EXERCISE REQUIREMENTS:
Here are some records; return them all exactly.

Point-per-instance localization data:
[Start of section]
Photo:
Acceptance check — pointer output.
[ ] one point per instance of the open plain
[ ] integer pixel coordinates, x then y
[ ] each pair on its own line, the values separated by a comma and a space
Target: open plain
[End of section]
OUTPUT OF THE EXERCISE:
Photo:
Acceptance check — pointer output.
[ ] one point per instance of the open plain
[ ] integer pixel coordinates, x then y
[ ] each pair on its own line, the values separated by a comma and a space
Target: open plain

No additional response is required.